- Passage for review
----------------
As the table below shows, someone in California who makes $36,000 per year—perhaps a nursing home or construction worker—would receive 53% more, or an extra $306 per week—by being unemployed as opposed to employed. (Note that individuals do not have to pay payroll taxes on unemployment benefits and a few states—including California—do not tax unemployment benefits.)
That’s hardly fair for the hardworking Americans who have continued to do their jobs each day.
And it’s not fair to unemployed workers to increase their risks of long-term unemployment.
In light of the unprecedented circumstances, it was appropriate for policymakers to temporarily increase unemployment benefits, but wrong for them to make unemployment pay more than employment.
Some policymakers who want to extend the expanded unemployment benefits until January or March of 2021 argue that it would be heartless to cut off bonus unemployment benefits on July 31.
But enticing workers with an extra $31,200 in unemployment benefits (potentially over $50,000 in total unemployment benefits) if they remain unemployed for a year could be far more damaging—both to individuals and to society.
Long-term unemployment results in lower incomes and fewer opportunities, as well as detrimental impacts on physical and emotional well-being.
Moreover, if Congress doesn’t fix this problem (by capping unemployment benefits at no more than 100% of workers’ wages) and instead extends excessive benefits, shortages of willing workers will contribute to more failures of small businesses.
Examples from around the country show that many small businesses are ready to open back up, but some workers don’t want to come back until their bonus $600 benefits expire.
Some lawmakers have suggested that those employers should just pay their workers more and raise their prices to cover the higher labor costs. But most small businesses are struggling just to stay afloat and wouldn’t be able to survive if they significantly increase prices. Those business failures would hurt both workers and their customers.
----------------
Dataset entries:
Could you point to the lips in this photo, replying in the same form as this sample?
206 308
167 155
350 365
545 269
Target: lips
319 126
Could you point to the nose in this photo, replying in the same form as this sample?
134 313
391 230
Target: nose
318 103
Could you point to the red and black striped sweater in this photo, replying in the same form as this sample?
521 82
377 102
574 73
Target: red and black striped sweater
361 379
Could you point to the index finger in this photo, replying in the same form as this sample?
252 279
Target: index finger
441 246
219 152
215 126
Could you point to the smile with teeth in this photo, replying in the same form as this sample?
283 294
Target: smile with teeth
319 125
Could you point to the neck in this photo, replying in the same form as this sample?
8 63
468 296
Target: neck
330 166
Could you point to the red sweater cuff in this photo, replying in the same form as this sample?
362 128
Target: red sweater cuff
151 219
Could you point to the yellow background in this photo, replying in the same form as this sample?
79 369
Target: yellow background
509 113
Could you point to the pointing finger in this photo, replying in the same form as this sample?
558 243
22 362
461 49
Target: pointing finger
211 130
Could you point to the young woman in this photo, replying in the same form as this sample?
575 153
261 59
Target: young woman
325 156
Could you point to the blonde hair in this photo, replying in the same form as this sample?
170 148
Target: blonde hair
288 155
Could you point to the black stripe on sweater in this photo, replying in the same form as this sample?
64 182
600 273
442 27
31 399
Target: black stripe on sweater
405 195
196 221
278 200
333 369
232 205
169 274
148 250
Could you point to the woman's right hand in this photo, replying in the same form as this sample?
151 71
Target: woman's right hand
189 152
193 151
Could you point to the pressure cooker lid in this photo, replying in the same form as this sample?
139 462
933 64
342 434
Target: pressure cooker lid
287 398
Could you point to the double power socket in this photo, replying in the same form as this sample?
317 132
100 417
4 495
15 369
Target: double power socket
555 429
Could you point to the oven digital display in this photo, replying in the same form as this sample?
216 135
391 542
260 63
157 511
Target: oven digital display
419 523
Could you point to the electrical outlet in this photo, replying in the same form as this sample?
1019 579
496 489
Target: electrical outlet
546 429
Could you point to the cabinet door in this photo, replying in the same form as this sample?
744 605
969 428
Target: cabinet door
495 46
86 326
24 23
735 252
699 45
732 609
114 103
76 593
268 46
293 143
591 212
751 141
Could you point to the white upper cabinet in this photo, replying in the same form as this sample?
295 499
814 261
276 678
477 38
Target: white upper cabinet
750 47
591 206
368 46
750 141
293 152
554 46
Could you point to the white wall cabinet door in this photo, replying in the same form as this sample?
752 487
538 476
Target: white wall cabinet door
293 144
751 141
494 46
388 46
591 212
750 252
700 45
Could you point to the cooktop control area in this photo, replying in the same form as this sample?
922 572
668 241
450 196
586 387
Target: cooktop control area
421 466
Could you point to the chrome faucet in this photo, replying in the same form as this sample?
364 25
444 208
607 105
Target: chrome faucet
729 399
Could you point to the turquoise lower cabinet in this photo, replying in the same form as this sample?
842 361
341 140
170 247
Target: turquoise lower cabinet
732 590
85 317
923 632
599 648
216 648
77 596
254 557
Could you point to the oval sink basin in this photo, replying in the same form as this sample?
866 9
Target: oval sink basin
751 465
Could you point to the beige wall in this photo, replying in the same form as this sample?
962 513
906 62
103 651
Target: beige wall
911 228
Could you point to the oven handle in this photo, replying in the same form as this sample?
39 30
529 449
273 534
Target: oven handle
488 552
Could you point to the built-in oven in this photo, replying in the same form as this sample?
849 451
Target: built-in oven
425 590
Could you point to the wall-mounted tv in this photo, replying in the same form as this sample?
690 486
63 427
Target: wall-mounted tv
----------------
- Task statement
Reproduce verbatim the stretch of the passage on expanded unemployment benefits from "Examples from around" through "and their customers.". The material can be set aside.

- Answer space
Examples from around the country show that many small businesses are ready to open back up, but some workers don’t want to come back until their bonus $600 benefits expire.
Some lawmakers have suggested that those employers should just pay their workers more and raise their prices to cover the higher labor costs. But most small businesses are struggling just to stay afloat and wouldn’t be able to survive if they significantly increase prices. Those business failures would hurt both workers and their customers.